Records from a dataset

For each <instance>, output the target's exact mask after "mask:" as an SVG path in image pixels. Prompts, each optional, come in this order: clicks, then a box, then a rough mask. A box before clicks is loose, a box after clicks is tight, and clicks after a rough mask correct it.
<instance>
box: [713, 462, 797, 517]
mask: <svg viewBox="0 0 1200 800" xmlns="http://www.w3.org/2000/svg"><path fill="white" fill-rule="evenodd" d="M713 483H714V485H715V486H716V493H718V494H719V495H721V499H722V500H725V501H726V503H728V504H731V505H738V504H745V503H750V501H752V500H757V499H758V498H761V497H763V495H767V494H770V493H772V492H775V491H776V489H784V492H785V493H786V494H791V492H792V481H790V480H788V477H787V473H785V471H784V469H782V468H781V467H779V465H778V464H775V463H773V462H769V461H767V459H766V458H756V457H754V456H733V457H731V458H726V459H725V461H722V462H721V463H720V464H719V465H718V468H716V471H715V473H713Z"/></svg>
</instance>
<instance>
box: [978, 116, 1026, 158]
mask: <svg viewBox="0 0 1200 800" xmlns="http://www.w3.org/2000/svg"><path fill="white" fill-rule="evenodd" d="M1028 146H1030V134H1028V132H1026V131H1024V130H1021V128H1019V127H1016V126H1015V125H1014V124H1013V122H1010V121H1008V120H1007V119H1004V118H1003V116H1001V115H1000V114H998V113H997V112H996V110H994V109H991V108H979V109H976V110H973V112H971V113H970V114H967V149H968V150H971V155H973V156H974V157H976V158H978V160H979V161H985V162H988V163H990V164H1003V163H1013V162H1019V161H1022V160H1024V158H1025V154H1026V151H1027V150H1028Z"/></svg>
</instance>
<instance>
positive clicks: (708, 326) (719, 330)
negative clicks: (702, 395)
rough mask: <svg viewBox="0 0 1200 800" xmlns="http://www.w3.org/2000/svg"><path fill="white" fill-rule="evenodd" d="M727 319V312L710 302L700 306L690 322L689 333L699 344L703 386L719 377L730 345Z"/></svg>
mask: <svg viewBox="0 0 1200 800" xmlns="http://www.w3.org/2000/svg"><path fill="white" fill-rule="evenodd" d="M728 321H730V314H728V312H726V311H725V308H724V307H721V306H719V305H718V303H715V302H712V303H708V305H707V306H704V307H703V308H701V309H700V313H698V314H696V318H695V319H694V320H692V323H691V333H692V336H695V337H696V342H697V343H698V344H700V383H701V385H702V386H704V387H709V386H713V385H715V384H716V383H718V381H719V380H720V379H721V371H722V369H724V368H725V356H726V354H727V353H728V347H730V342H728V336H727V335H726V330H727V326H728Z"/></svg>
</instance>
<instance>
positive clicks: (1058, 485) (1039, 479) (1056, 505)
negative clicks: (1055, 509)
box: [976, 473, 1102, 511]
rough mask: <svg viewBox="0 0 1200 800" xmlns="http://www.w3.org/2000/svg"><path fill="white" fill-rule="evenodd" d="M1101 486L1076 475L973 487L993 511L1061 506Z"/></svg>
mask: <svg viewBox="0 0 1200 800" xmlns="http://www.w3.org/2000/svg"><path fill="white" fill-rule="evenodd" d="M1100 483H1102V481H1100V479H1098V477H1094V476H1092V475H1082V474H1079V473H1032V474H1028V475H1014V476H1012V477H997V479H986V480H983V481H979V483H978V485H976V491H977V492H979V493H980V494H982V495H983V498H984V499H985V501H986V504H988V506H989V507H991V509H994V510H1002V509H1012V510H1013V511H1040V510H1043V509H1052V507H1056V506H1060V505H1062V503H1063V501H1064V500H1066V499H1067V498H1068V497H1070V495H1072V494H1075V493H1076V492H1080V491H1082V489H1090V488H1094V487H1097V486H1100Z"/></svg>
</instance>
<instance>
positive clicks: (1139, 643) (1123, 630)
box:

About this exercise: Give the rows again, from the start of the records through the line containing "box: [713, 462, 797, 517]", substituting "snug" for "tight" and leaving everything else unchanged.

Completed task:
For each <instance>, output the target's exact mask after "mask:" as an SVG path in image pixels. Prompts, each optional, come in this order: clicks, then a box, then a rough mask. A box before clicks is loose, a box after clicks is snug, and clicks after a rough mask correct it.
<instance>
box: [713, 462, 797, 517]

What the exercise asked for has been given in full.